◆ **Brief a**:
Find each line in the records that contains the word "pillar", and copy those lines.

◆ **Document**:
The models used for survival forecast inference are as follows:

- **SVM Survival** ([source en Scikit-Surv][svm-surv-source]).
- **RF Survival** ([source en Scikit-Surv][rf-surv-source]).
- **[Clustering][clustering-source] + [Cox Regression][cox-source]**.

### Load balancer training data

To train the Load Balancers for each of the models mentioned above, the data in the `LoadBalancerDatasets` folder is used. There are two types of files:

- Files [ClusteringTimesRecord-2023-08-18.csv](LoadBalancerDatasets%2FClusteringTimesRecord-2023-08-18.csv),
[RFTimesRecord-2023-08-18.csv](LoadBalancerDatasets%2FRFTimesRecord-2023-08-18.csv), and
[SVMTimesRecord-2023-08-18.csv](LoadBalancerDatasets%2FSVMTimesRecord-2023-08-18.csv): are datasets with data obtained from experiments run in Multiomix on AWS.
- [ClusteringTimesRecord_full-2023-10-24.csv](LoadBalancerDatasets%2FClusteringTimesRecord_full-2023-10-24.csv), and
[SVMTimesRecord_full-2023-10-24.csv](LoadBalancerDatasets%2FSVMTimesRecord_full-2023-10-24.csv): these data were obtained from the experiments performed in the `paper_load_balancing` folder. To obtain the training data from the models, the script `generate_full_and_overfitting_train_file.py` (with parameter `SAVE_FULL_MODEL = True`) must be run. These datasets **also** include the data extracted from Multiomix mentioned above. These datasets are used to demonstrate that if we train the LoadBalancers with more data and more in line with the times obtained from the local Spark cluster (and not from AWS as obtained from Multiomix), the results are better.
- [ClusteringTimesRecord_overfitting-2023-10-24.csv](LoadBalancerDatasets%2FClusteringTimesRecord_overfitting-2023-10-24.csv), and
[SVMTimesRecord_overfitting-2023-10-24.csv](LoadBalancerDatasets%2FSVMTimesRecord_overfitting-2023-10-24.csv): these data were obtained **only** from the experiments performed in the `paper_load_balancing` folder. To obtain the training data from the models, the script `generate_full_and_overfitting_train_file.py` (with parameter `SAVE_FULL_MODEL = False`) must be run. **The data extracted from Multiomix mentioned above are not included.

### Load Balancer trained models

Load Balancer models are located in the `Trained_models` folder. The models are trained with the training data mentioned above. The models are stored in the `Trained_models/` folder where `` is the name of the model for which it was trained.

The training of all these models is performed in the `load_balancer_model.py` script. The models are trained with the parameters obtained in the `grid_search_params.py` script.

If it has the `_full` suffix is because they were trained with the files [ClusteringTimesRecord_full-2023-10-24.csv](LoadBalancerDatasets%2FClusteringTimesRecord_full-2023-10-24.csv), and
[SVMTimesRecord_full-2023-10-24.csv](LoadBalancerDatasets%2FSVMTimesRecord_full-2023-10-24.csv). If it has the `_overfitting` is because they were trained with the files [ClusteringTimesRecord_overfitting-2023-10-24.csv](LoadBalancerDatasets%2FClusteringTimesRecord_overfitting-2023-10-24.csv), y [SVMTimesRecord_overfitting-2023-10-24.csv](LoadBalancerDatasets%2FSVMTimesRecord_overfitting-2023-10-24.csv).

◆ **Brief b**:
Write out the load balancer text above word for word, everything from "- **SVM Survival**" down to "Multiomix on AWS.".

◆ **Records supplied**:
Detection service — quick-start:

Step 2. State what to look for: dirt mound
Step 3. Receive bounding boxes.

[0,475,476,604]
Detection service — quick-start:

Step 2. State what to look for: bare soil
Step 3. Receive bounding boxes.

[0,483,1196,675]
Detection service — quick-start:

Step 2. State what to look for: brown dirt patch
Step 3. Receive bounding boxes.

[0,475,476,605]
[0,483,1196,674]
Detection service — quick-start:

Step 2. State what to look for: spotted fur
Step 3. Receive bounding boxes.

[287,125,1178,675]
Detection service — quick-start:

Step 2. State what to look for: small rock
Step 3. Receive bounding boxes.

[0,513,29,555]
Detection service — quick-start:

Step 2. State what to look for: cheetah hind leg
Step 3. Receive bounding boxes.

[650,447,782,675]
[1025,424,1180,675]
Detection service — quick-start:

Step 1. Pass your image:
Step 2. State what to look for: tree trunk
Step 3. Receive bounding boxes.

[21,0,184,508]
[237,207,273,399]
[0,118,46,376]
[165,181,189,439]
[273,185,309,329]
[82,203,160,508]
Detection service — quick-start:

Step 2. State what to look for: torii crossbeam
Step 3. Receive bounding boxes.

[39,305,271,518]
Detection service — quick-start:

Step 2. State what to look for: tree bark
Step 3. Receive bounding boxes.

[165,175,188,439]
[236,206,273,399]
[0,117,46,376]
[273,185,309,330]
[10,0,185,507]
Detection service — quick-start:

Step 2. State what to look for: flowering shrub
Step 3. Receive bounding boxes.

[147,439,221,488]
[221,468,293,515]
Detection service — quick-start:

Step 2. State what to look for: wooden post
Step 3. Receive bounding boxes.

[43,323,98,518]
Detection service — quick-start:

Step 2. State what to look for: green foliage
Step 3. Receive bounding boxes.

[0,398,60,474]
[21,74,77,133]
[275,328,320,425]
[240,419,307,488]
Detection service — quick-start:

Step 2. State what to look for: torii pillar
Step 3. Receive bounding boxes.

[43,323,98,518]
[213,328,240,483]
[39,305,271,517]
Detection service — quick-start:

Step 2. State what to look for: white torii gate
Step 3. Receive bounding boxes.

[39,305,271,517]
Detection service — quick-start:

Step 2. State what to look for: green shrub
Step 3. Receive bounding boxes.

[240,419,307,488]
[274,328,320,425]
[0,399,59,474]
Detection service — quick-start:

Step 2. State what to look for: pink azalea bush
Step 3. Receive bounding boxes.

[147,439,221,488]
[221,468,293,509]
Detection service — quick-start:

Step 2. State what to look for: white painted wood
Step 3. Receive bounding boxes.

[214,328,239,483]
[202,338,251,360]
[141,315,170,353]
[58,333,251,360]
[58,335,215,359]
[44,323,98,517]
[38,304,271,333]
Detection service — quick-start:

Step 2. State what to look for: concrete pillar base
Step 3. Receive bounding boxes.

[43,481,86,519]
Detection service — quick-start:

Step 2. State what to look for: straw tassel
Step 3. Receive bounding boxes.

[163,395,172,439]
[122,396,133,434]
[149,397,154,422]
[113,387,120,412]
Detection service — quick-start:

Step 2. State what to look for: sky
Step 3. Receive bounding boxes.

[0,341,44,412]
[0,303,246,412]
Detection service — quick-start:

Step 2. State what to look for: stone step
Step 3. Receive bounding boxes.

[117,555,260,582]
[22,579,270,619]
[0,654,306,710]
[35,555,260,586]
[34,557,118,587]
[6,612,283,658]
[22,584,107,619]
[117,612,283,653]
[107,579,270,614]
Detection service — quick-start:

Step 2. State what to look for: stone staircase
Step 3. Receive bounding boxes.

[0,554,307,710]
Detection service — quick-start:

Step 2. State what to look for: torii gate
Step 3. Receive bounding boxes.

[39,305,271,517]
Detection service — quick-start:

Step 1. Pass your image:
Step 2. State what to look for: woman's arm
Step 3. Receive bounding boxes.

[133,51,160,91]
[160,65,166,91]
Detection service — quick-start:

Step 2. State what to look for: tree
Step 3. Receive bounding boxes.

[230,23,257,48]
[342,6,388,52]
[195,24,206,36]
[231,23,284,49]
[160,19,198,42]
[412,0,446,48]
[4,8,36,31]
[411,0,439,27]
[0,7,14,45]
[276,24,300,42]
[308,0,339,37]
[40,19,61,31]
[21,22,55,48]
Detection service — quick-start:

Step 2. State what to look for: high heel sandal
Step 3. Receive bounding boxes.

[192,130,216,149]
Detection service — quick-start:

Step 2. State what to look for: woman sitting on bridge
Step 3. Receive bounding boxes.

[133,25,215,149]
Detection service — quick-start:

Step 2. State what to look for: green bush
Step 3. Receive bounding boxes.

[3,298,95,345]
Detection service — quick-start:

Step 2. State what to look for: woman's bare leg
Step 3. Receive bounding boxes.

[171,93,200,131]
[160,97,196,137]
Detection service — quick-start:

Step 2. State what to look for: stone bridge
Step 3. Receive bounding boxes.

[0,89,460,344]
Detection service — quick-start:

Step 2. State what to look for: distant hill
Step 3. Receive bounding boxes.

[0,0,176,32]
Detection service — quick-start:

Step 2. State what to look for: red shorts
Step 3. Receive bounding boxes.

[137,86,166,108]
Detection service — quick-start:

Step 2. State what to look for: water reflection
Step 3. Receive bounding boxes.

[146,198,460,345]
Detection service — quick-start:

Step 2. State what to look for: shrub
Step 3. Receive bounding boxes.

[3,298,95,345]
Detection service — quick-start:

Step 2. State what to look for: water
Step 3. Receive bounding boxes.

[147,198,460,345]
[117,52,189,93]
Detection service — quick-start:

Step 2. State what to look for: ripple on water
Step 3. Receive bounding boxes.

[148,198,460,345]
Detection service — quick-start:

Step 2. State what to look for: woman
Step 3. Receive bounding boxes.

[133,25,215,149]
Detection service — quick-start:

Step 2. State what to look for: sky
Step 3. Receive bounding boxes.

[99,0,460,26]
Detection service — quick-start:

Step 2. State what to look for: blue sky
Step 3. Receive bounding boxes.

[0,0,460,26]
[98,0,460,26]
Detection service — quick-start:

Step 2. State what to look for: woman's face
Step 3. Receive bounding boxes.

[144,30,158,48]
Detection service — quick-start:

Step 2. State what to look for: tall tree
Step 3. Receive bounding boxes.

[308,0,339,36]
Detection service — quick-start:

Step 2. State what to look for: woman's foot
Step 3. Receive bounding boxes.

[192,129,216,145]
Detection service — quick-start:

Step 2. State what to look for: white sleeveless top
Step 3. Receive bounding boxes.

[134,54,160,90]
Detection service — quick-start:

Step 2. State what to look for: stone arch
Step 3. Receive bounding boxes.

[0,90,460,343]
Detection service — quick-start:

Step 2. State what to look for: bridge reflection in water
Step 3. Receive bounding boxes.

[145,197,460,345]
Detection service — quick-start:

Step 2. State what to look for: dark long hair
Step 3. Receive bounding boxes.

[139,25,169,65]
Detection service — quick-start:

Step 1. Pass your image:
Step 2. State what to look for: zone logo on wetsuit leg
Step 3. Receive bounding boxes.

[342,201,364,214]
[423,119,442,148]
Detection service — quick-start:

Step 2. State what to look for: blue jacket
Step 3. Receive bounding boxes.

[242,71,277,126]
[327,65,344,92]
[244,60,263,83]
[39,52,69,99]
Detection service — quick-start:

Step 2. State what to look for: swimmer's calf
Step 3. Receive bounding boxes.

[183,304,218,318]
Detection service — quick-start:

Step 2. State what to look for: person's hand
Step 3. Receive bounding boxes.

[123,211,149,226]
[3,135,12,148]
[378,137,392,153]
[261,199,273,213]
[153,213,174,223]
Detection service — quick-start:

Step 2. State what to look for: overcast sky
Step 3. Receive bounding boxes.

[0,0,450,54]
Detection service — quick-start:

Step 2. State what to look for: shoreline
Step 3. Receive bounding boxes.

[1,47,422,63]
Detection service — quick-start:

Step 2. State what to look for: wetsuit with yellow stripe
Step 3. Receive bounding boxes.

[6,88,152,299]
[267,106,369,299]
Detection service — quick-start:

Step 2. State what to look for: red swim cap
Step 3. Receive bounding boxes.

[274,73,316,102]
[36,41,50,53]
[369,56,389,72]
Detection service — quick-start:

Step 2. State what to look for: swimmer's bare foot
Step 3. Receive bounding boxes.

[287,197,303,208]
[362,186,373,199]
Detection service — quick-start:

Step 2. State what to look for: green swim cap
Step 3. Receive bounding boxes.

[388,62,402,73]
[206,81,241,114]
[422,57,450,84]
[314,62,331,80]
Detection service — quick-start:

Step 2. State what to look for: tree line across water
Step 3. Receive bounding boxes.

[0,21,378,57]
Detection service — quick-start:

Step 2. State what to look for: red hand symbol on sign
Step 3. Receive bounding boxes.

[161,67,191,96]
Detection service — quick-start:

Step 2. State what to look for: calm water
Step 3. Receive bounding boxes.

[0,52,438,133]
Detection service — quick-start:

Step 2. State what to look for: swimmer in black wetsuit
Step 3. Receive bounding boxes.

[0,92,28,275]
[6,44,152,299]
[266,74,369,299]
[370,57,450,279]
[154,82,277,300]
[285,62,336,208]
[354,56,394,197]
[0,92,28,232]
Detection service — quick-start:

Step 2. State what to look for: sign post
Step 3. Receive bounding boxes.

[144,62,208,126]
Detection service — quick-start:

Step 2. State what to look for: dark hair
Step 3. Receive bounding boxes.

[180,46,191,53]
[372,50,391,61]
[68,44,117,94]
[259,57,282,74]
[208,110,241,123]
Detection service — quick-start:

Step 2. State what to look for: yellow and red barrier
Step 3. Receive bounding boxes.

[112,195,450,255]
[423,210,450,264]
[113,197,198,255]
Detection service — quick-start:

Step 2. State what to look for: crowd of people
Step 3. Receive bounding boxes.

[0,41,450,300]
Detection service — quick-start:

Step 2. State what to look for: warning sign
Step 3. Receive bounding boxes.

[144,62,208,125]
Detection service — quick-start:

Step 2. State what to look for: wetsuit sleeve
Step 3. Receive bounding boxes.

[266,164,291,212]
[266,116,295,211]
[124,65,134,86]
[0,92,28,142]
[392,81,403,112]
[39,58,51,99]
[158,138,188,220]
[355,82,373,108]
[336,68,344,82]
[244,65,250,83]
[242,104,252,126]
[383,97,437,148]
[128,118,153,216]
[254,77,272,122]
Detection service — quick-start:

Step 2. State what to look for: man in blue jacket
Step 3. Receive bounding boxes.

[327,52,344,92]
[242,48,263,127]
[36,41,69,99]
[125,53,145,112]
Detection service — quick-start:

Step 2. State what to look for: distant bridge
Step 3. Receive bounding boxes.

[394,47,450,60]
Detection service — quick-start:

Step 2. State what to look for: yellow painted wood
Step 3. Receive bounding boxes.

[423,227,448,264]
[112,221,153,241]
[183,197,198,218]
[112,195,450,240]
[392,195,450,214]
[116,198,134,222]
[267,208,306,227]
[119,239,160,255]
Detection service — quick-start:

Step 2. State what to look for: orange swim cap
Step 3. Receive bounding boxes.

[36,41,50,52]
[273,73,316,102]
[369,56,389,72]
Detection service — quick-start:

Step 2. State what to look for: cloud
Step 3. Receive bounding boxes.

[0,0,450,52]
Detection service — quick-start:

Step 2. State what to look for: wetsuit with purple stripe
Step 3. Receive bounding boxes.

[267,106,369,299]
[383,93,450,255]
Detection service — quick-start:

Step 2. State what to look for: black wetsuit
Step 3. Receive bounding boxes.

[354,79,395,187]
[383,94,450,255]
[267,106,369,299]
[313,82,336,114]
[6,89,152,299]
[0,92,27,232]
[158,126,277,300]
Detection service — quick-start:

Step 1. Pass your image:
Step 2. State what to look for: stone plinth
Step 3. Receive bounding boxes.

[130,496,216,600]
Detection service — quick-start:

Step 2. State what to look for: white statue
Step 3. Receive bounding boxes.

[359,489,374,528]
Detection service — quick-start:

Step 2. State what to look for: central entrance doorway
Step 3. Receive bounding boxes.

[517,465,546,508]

◆ **Exercise response a**:
Step 2. State what to look for: torii pillar
Step 2. State what to look for: concrete pillar base

◆ **Exercise response b**:
- **SVM Survival** ([source en Scikit-Surv][svm-surv-source]).
- **RF Survival** ([source en Scikit-Surv][rf-surv-source]).
- **[Clustering][clustering-source] + [Cox Regression][cox-source]**.

### Load balancer training data

To train the Load Balancers for each of the models mentioned above, the data in the `LoadBalancerDatasets` folder is used. There are two types of files:

- Files [ClusteringTimesRecord-2023-08-18.csv](LoadBalancerDatasets%2FClusteringTimesRecord-2023-08-18.csv),
[RFTimesRecord-2023-08-18.csv](LoadBalancerDatasets%2FRFTimesRecord-2023-08-18.csv), and
[SVMTimesRecord-2023-08-18.csv](LoadBalancerDatasets%2FSVMTimesRecord-2023-08-18.csv): are datasets with data obtained from experiments run in Multiomix on AWS.